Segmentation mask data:
╭──

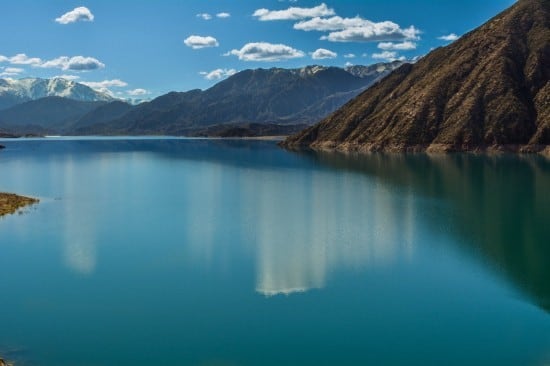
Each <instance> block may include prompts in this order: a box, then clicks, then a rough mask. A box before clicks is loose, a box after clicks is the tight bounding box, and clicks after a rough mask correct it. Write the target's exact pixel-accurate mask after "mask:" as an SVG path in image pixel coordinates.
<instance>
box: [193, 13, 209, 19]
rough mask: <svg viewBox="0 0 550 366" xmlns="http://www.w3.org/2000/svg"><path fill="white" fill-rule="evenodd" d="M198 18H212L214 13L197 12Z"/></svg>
mask: <svg viewBox="0 0 550 366" xmlns="http://www.w3.org/2000/svg"><path fill="white" fill-rule="evenodd" d="M197 18H201V19H204V20H210V19H212V15H210V14H208V13H199V14H197Z"/></svg>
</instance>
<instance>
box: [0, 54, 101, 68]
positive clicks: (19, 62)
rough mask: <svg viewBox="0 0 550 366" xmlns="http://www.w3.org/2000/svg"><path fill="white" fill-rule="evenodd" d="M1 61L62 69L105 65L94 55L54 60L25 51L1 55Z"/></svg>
mask: <svg viewBox="0 0 550 366" xmlns="http://www.w3.org/2000/svg"><path fill="white" fill-rule="evenodd" d="M0 62H9V63H10V64H12V65H30V66H33V67H42V68H57V69H62V70H76V71H86V70H96V69H101V68H104V67H105V64H103V63H102V62H100V61H99V60H97V59H95V58H93V57H84V56H74V57H67V56H61V57H58V58H55V59H52V60H47V61H43V60H42V59H40V58H38V57H29V56H27V55H26V54H24V53H19V54H17V55H15V56H13V57H6V56H2V55H0Z"/></svg>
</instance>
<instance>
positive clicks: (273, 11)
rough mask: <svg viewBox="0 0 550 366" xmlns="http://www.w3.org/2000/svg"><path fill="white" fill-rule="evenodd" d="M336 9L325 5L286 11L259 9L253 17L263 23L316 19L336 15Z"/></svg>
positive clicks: (295, 9) (257, 9) (258, 9)
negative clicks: (328, 6)
mask: <svg viewBox="0 0 550 366" xmlns="http://www.w3.org/2000/svg"><path fill="white" fill-rule="evenodd" d="M334 14H335V13H334V9H331V8H329V7H328V6H327V5H326V4H325V3H322V4H321V5H318V6H315V7H313V8H299V7H290V8H288V9H286V10H269V9H257V10H256V11H255V12H254V14H252V16H254V17H256V18H258V20H261V21H268V20H298V19H306V18H314V17H324V16H330V15H334Z"/></svg>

╰──

TASK DETAILS:
Without including any pictures, output all the entries above exactly.

RESPONSE TO THE TASK:
Each <instance> block may include prompts in this order: a box, then clicks, then a rough mask. A box before clicks is loose, a box after clicks is the tight bounding box, and clicks after a rough mask correct it. Write the target's exact pixel-accurate mask after "mask:" as an SVG path in image pixel coordinates.
<instance>
box: [193, 13, 209, 19]
rough mask: <svg viewBox="0 0 550 366" xmlns="http://www.w3.org/2000/svg"><path fill="white" fill-rule="evenodd" d="M198 18H212L214 13L197 12Z"/></svg>
mask: <svg viewBox="0 0 550 366" xmlns="http://www.w3.org/2000/svg"><path fill="white" fill-rule="evenodd" d="M197 18H201V19H204V20H210V19H212V15H210V14H208V13H199V14H197Z"/></svg>
</instance>
<instance>
box: [0, 54, 101, 68]
positive clicks: (19, 62)
rough mask: <svg viewBox="0 0 550 366" xmlns="http://www.w3.org/2000/svg"><path fill="white" fill-rule="evenodd" d="M1 61L62 69L105 65L94 55L54 60L25 51L1 55Z"/></svg>
mask: <svg viewBox="0 0 550 366" xmlns="http://www.w3.org/2000/svg"><path fill="white" fill-rule="evenodd" d="M0 62H9V63H10V64H12V65H30V66H33V67H42V68H57V69H62V70H76V71H86V70H96V69H101V68H104V67H105V64H103V63H102V62H100V61H99V60H97V59H95V58H93V57H84V56H74V57H67V56H61V57H58V58H55V59H52V60H47V61H43V60H42V59H40V58H38V57H29V56H27V55H26V54H24V53H19V54H17V55H15V56H13V57H6V56H2V55H0Z"/></svg>
</instance>
<instance>
positive clicks: (273, 11)
rough mask: <svg viewBox="0 0 550 366" xmlns="http://www.w3.org/2000/svg"><path fill="white" fill-rule="evenodd" d="M336 9L325 5L286 11L259 9L253 17L263 23L316 19L336 15Z"/></svg>
positive clicks: (295, 9) (257, 9) (258, 9)
negative clicks: (328, 6)
mask: <svg viewBox="0 0 550 366" xmlns="http://www.w3.org/2000/svg"><path fill="white" fill-rule="evenodd" d="M334 14H335V13H334V9H331V8H329V7H328V6H327V5H326V4H325V3H322V4H321V5H318V6H315V7H313V8H299V7H290V8H288V9H286V10H269V9H257V10H256V11H255V12H254V14H252V16H254V17H256V18H258V20H261V21H268V20H298V19H306V18H314V17H324V16H330V15H334Z"/></svg>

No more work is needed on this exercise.